▶ _GIVEN REQUEST A_
Write out the passage of the Microsoft Edge text from "Re: Microsoft Edge" to "the backstory here.", replacing "telemetry" with "usage data".
▶ _GIVEN REQUEST B_
List the subjects that the Microsoft Edge text names as determining how Cortana's answer is laid out.

▶ _TEXT_
This site type was chosen because finding restaurants and booking a table “is a very common task on the web.” When asked what types of sites were next, DeBruyne listed shopping, social, research, and frankly concluded that “we’ve look at all of the common uses of the web.” Because the feature is server-driven, Microsoft can add new sites as well as new classes of sites without even updating Edge itself.
Lastly, there’s Ask Cortana. Whether you’re using a mouse and keyboard (select, right click, choose Ask Cortana) or a touchscreen (select, long press, choose Ask Cortana), on any page anywhere on the web, you can pick some text and get Cortana to tell you more.
For example, let’s say you select the word “Bush” on a webpage. If it’s preceded by Jeb, Cortana will know to give you more information about Jeb Bush, because she’s taking the context of the page into account. But there’s a relevance algorithm working behind this feature as well, so if the page only mentions Bush but never Jeb, Cortana will likely present you with information about Jeb anyway, because she knows that out of all the Bushes, he’s the most likely one you would be asking about right now.
Cortana’s answer is laid out differently based on what you’re asking about (people, stocks, bands, locations, etc.). Again, this information is all coming from Bing. In the worst case, Cortana will look up the definition of the word, and if that fails, she’ll just show you search results.

Re: Microsoft Edge On Windows 10: The Browser That Will Finally Kill IE by tovick(m): 6:48am On Jul 29, 2015
Reading
Reading, and productivity in general, is one of the most common things people do in the browser. “We decided we’d build a set of tools directly into the experience that make reading, and research, and capturing your thoughts really great,” DeBruyne told us.
First off, Edge has a built-in Reading List feature. It’s a simple chronological list of articles the user has saved. Interestingly, Microsoft made a conscious decision, based on user feedback and telemetry it had collected, not to build this into favorites.
It turns out, there’s quite the backstory here.

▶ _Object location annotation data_
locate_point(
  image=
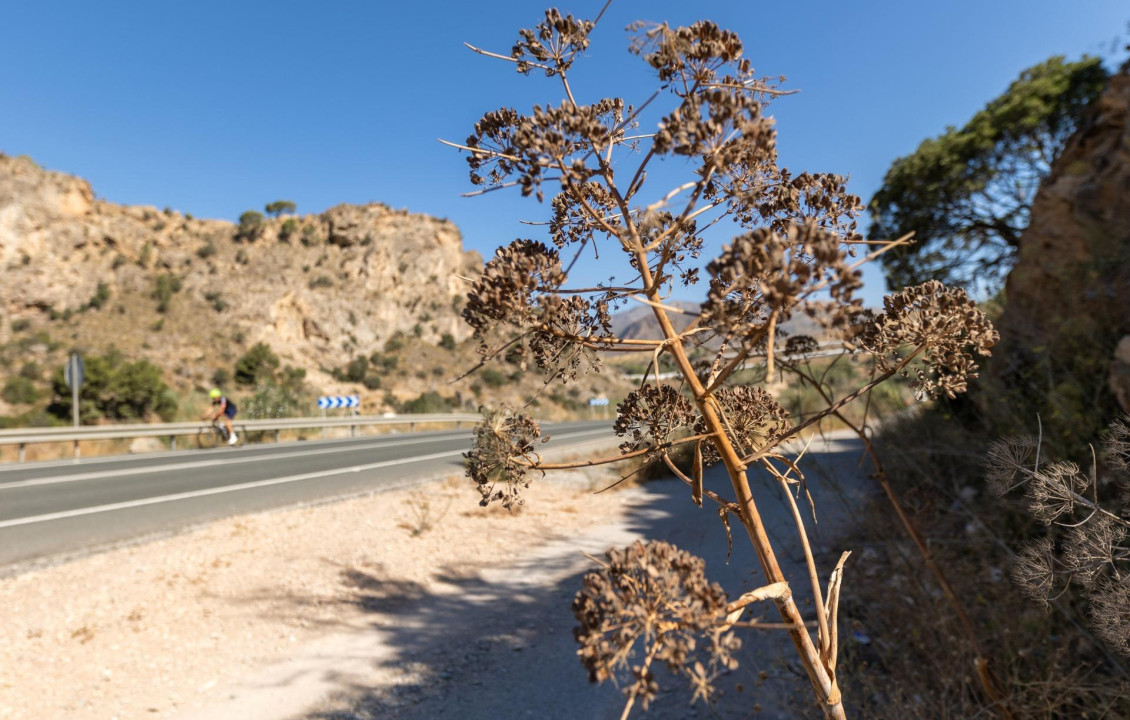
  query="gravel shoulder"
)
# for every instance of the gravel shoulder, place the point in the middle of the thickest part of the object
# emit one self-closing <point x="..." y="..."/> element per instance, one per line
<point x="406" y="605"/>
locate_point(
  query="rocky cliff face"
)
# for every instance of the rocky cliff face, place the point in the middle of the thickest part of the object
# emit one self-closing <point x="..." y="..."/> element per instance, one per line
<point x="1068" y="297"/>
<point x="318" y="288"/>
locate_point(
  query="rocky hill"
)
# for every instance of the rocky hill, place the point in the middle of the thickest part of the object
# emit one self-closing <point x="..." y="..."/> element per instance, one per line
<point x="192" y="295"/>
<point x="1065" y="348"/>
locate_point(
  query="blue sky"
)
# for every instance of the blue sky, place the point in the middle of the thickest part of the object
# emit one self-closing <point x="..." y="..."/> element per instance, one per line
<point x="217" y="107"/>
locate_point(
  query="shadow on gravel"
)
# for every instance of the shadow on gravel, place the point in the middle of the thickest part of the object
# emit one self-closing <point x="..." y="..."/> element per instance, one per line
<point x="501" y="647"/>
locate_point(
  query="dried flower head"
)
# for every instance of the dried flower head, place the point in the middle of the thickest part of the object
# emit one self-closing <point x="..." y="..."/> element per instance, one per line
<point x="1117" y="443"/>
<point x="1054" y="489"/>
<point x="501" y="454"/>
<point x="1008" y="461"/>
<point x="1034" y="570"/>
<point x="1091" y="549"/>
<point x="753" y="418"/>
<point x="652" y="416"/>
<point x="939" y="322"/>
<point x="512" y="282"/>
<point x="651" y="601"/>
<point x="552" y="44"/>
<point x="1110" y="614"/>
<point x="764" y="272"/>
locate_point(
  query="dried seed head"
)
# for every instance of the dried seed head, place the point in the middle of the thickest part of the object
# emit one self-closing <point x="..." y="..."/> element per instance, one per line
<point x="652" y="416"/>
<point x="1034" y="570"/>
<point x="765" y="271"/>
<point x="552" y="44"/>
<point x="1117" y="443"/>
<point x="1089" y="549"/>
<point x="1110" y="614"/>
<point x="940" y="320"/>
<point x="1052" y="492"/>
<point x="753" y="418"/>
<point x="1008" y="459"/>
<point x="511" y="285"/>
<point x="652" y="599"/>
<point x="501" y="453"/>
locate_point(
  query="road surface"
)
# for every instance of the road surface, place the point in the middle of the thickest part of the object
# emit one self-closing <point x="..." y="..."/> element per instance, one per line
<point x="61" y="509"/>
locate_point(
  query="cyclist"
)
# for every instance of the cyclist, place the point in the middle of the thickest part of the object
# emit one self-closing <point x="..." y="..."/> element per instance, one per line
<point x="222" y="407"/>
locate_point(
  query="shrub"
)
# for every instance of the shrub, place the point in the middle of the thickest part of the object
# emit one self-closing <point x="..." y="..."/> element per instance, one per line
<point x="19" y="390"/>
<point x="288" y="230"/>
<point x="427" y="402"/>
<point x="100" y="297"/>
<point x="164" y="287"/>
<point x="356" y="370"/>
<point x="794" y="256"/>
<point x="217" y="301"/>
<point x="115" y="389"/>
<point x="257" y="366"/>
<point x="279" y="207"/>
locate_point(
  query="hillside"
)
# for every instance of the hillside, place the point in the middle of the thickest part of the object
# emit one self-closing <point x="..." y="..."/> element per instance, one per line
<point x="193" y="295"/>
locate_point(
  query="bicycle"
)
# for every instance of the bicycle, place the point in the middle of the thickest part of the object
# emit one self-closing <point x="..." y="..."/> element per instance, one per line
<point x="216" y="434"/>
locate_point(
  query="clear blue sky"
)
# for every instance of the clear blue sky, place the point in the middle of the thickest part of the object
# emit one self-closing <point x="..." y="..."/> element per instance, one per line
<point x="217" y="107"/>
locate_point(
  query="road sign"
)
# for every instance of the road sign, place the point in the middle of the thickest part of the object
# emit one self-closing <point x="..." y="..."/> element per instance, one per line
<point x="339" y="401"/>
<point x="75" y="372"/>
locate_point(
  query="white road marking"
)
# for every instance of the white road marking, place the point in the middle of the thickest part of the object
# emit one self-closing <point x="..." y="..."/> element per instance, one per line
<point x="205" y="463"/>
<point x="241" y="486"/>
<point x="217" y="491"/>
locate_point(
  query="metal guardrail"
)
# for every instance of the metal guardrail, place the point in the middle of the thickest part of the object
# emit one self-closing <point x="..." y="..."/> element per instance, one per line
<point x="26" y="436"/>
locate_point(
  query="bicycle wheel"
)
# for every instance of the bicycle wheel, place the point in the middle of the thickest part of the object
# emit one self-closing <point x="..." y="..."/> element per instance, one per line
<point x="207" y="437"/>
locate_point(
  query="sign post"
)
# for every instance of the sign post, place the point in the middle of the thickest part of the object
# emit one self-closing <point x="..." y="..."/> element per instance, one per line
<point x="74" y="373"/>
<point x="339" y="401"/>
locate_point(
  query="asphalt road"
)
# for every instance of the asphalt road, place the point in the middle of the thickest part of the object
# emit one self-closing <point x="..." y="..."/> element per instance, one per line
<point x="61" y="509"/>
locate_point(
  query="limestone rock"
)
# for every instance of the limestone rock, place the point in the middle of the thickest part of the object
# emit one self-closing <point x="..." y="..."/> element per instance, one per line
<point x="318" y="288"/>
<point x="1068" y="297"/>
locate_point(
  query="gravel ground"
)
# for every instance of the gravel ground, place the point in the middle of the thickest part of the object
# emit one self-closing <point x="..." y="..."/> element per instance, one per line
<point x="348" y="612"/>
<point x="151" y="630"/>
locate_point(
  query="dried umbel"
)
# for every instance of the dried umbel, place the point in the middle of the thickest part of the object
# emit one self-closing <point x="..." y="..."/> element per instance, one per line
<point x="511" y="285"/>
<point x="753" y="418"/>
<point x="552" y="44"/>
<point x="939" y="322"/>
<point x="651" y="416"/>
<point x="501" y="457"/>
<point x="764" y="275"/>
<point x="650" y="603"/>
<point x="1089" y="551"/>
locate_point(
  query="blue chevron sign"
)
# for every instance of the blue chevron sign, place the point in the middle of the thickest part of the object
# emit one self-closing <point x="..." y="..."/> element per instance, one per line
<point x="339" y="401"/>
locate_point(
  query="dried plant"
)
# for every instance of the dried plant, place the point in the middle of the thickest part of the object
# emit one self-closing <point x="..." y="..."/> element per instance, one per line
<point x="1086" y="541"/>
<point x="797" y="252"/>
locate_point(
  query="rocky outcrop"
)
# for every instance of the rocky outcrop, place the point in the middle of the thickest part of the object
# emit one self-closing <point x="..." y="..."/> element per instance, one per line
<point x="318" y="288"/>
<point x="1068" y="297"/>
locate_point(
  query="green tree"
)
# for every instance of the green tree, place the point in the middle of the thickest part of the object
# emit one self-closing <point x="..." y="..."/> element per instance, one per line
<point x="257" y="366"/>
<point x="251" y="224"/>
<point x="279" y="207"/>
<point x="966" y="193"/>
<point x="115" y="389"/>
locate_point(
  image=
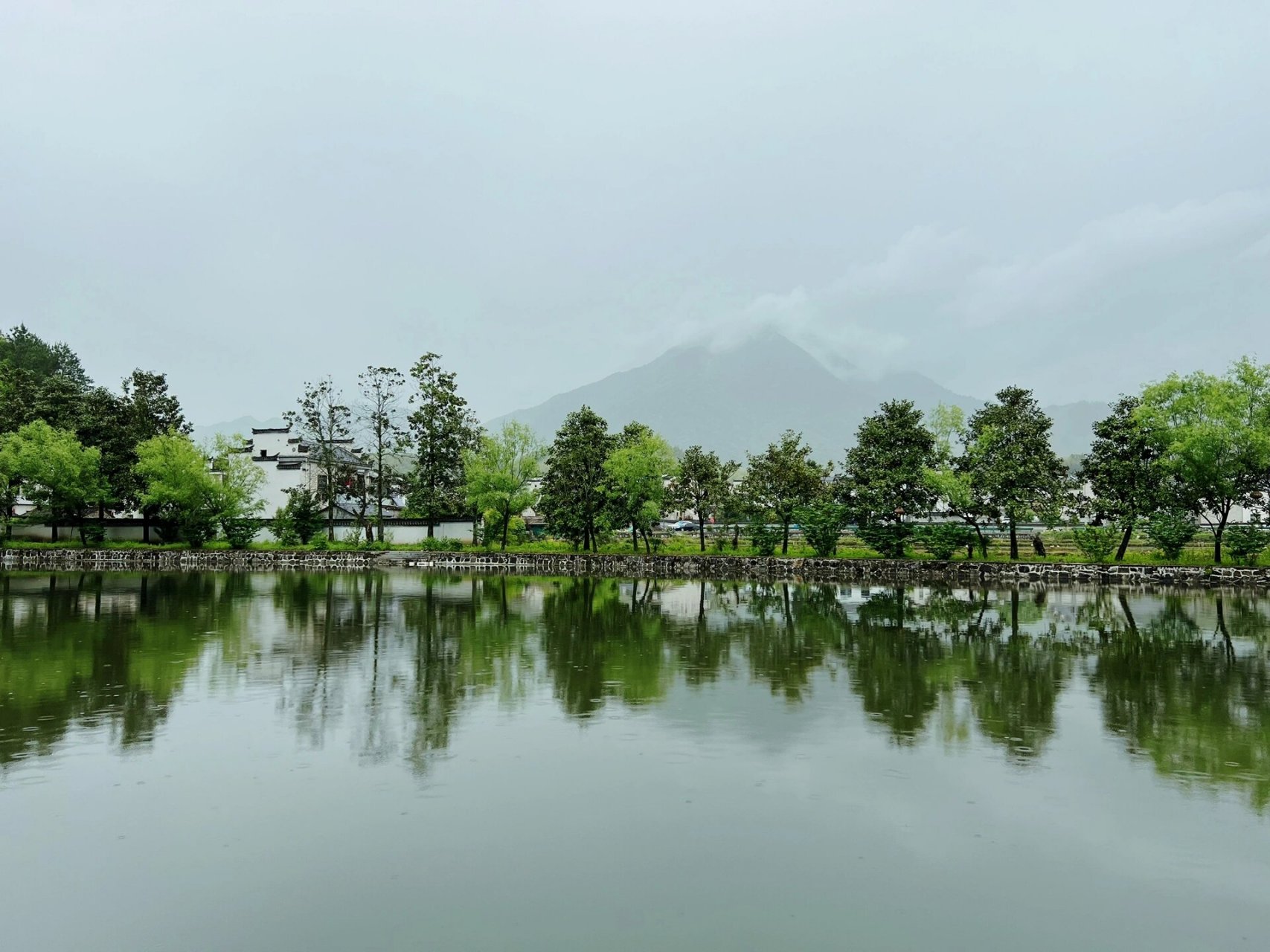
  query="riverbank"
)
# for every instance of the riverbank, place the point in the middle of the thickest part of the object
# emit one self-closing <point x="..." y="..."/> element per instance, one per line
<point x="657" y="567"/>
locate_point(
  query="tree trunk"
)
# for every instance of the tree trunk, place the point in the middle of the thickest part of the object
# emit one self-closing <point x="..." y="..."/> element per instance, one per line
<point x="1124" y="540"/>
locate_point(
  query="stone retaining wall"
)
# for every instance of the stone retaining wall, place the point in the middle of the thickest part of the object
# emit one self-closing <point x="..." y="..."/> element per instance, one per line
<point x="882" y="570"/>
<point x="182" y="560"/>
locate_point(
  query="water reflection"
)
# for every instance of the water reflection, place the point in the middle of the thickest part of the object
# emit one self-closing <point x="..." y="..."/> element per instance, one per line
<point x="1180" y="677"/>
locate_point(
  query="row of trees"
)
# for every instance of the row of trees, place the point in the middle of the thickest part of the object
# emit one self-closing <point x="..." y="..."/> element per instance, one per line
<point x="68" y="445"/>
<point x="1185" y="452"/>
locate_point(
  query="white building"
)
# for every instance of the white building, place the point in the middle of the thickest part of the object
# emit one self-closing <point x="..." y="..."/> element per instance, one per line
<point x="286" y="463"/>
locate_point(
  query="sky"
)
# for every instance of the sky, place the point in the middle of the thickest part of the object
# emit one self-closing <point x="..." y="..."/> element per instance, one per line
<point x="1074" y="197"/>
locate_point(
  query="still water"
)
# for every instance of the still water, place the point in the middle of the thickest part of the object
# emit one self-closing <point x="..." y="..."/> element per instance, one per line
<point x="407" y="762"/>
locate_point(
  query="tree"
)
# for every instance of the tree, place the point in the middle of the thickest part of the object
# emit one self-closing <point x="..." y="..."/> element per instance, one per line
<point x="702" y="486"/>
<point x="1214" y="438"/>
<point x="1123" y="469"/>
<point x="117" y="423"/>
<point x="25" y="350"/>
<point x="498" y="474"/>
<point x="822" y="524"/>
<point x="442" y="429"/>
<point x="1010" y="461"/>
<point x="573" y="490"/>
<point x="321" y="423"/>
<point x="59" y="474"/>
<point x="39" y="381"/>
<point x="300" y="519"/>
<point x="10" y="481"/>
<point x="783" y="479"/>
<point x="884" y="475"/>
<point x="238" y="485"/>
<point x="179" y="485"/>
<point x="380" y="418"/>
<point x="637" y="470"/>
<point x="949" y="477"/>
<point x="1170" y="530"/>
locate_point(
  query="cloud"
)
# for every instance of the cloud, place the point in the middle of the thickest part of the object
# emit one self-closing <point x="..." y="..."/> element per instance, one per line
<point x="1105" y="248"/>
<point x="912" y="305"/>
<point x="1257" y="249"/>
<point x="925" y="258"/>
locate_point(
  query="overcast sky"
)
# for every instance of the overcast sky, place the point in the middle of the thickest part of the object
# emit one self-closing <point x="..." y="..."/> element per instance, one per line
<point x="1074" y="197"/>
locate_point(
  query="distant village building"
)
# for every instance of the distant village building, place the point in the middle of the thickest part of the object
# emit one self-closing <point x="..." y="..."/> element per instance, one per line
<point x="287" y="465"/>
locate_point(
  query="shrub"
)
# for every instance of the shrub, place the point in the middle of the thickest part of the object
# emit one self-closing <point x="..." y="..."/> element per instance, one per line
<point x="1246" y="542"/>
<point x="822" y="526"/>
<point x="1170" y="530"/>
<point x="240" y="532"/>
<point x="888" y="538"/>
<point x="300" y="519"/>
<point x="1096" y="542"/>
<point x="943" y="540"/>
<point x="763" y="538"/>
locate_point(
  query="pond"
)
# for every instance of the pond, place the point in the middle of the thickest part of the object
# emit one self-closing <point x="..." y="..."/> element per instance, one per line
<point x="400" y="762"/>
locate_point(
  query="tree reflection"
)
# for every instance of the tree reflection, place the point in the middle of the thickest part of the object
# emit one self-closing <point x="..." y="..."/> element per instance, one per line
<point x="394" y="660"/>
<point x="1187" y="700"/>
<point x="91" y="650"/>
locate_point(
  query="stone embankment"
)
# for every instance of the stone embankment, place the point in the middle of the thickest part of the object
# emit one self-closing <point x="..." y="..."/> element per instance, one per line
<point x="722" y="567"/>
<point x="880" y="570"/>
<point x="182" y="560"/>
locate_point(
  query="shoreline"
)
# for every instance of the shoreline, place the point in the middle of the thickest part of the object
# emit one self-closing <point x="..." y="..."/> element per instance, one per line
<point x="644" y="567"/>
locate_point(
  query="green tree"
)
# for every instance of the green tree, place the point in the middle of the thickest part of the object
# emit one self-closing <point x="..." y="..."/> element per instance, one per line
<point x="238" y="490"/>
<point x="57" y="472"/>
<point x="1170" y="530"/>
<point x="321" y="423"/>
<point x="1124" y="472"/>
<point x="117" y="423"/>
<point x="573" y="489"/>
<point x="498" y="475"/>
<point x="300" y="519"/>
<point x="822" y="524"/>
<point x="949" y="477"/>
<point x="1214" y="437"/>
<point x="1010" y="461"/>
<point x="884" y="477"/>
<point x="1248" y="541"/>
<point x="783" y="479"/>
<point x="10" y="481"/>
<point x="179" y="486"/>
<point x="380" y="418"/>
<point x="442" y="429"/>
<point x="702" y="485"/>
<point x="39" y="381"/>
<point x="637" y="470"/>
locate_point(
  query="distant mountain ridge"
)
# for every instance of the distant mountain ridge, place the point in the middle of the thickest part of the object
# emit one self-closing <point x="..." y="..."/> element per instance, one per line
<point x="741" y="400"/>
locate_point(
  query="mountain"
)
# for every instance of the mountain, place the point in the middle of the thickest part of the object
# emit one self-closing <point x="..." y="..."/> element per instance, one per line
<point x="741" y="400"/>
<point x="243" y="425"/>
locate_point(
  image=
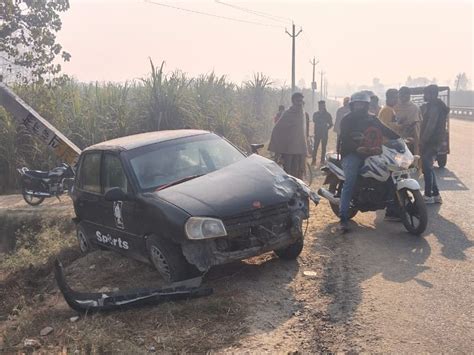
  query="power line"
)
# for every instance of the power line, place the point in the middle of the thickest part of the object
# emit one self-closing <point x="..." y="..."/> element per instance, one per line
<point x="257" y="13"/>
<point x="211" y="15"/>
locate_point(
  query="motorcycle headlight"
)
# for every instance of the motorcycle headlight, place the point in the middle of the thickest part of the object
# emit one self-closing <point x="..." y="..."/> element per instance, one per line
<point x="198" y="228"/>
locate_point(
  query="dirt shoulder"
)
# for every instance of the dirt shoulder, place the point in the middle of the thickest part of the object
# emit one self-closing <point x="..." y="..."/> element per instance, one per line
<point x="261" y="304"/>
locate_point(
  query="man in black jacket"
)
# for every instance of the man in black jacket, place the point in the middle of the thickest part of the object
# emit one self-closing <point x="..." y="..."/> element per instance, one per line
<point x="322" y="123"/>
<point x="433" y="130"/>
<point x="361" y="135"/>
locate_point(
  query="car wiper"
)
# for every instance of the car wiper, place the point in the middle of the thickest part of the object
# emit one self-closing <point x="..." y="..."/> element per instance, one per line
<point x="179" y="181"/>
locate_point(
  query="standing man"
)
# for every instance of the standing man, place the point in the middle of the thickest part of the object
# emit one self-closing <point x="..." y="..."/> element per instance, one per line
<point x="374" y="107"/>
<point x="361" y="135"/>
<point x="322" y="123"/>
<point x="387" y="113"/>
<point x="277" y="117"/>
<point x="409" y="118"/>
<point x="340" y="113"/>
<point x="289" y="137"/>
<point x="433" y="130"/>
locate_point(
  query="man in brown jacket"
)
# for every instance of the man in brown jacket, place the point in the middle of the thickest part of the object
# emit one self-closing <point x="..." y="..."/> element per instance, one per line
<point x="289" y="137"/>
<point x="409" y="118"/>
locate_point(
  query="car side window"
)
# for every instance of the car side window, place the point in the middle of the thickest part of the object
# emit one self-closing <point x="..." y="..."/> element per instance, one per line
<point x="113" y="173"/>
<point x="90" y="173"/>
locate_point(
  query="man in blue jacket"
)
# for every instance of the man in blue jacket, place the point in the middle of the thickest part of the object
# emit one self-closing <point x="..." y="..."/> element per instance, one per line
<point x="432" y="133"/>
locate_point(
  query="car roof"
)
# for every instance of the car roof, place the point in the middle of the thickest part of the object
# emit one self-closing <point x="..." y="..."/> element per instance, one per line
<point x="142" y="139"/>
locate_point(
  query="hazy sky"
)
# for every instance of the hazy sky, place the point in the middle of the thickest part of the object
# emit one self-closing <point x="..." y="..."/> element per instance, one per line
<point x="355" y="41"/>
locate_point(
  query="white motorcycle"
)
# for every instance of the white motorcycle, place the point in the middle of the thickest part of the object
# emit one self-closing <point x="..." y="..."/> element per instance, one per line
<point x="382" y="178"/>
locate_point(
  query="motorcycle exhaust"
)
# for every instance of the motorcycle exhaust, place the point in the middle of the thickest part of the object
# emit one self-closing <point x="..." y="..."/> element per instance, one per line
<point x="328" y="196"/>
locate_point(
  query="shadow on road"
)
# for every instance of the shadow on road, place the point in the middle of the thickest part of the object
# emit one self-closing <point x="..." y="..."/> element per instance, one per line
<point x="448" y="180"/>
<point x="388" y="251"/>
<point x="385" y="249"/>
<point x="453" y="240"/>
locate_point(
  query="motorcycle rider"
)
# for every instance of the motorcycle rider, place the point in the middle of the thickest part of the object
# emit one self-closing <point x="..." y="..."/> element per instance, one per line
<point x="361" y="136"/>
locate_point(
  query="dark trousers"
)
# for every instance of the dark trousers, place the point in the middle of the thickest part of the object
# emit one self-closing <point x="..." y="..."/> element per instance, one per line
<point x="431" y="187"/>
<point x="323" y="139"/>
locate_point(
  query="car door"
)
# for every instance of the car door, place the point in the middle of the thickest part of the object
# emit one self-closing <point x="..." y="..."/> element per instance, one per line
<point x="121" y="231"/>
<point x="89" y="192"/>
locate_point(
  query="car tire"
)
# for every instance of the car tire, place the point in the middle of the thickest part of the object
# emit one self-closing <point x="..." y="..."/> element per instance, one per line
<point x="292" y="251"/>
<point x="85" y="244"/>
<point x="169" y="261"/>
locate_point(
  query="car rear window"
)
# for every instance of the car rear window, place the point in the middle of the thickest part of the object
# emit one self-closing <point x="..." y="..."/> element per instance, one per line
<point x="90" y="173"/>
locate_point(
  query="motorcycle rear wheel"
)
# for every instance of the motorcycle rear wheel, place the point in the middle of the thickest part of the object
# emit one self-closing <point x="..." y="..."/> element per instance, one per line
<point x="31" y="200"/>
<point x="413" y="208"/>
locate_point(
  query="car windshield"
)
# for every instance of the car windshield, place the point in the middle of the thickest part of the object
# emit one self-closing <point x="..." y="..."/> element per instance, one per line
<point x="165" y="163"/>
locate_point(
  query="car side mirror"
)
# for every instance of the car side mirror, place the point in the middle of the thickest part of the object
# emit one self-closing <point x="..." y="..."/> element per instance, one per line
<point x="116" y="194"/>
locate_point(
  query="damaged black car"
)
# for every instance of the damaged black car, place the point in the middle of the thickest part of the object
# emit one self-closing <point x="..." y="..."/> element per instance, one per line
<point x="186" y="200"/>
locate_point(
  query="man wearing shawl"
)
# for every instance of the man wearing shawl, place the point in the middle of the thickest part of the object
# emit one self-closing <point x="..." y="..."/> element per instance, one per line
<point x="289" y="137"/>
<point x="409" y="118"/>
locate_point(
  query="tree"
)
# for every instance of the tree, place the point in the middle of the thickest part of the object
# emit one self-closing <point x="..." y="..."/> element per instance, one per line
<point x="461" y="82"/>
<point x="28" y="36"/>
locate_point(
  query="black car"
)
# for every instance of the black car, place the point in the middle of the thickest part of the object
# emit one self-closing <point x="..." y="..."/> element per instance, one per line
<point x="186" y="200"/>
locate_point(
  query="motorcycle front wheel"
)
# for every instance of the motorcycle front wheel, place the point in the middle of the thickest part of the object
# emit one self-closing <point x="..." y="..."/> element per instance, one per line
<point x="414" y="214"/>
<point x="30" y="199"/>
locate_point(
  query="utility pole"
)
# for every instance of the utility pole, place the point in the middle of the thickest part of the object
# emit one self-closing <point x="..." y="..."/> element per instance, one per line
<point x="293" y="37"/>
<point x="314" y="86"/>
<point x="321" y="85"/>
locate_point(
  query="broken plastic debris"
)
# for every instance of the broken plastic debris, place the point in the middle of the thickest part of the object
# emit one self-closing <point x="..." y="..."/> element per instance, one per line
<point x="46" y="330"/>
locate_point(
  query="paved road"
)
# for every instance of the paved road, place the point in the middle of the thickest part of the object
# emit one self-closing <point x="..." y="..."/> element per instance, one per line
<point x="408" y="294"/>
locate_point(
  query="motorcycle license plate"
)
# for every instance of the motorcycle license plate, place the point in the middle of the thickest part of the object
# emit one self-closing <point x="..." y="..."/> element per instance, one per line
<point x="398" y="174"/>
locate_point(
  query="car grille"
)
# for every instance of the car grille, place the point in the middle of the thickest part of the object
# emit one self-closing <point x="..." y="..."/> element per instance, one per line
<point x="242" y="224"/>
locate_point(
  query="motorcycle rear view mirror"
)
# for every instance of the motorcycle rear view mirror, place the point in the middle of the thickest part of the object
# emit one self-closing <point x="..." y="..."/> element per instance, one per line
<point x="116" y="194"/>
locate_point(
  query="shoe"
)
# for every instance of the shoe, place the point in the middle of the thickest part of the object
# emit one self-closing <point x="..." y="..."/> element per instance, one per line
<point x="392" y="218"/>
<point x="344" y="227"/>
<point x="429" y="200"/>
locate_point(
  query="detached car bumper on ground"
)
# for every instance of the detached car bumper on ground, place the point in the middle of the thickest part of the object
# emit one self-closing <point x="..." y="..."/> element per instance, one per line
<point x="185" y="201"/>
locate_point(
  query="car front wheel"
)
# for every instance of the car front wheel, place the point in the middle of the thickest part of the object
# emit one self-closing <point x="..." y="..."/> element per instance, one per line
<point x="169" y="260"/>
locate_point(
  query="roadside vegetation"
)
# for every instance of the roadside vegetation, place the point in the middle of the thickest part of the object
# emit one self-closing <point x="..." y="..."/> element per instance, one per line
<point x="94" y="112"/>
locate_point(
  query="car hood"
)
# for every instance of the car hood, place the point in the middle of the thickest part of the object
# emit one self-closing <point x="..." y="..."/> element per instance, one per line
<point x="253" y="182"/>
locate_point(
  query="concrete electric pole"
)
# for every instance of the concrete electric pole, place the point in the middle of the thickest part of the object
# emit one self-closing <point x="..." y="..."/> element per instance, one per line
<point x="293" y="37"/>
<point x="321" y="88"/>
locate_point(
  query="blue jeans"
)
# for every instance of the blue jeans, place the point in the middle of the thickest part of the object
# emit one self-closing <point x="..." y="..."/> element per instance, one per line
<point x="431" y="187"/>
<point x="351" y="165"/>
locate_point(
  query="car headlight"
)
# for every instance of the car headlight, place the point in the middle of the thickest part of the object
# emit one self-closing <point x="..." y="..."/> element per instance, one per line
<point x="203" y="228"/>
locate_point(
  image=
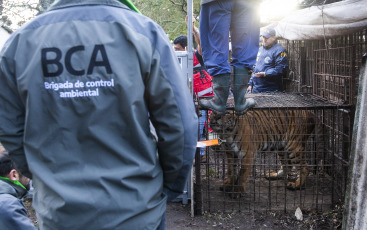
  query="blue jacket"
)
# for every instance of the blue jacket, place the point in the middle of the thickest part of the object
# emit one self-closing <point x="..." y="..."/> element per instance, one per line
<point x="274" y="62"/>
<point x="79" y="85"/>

▶ _FULL OUTPUT A_
Re: Microsoft Edge On Windows 10: The Browser That Will Finally Kill IE by tovick(m): 6:48am On Jul 29, 2015
Reading
Reading, and productivity in general, is one of the most common things people do in the browser. “We decided we’d build a set of tools directly into the experience that make reading, and research, and capturing your thoughts really great,” DeBruyne told us.
First off, Edge has a built-in Reading List feature. It’s a simple chronological list of articles the user has saved. Interestingly, Microsoft made a conscious decision, based on user feedback and usage data it had collected, not to build this into favorites.
It turns out, there’s quite the backstory here.

▶ _FULL OUTPUT B_
People, stocks, bands, locations